▶ **RECORDS TO USE**
= = = = = = =

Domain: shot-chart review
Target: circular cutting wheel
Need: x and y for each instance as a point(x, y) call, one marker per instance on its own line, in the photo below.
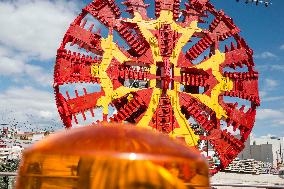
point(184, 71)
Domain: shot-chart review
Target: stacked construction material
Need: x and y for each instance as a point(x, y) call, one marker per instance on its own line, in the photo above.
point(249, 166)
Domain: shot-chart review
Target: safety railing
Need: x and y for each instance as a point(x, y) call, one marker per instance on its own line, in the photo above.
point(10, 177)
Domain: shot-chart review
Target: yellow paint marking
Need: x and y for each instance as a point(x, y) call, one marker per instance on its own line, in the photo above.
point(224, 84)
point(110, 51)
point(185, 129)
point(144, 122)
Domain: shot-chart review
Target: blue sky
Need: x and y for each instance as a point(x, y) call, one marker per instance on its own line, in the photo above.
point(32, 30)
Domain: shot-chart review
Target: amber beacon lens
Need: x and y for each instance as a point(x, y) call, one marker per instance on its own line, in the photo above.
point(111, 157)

= = = = = = =

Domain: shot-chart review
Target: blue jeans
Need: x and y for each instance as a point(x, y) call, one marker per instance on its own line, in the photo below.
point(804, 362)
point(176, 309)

= = = = = = =

▶ **WHAT TO PRODUCE**
Report how many lines in the rows above contain the word "Target", giving only the number.

▶ **REPLY**
7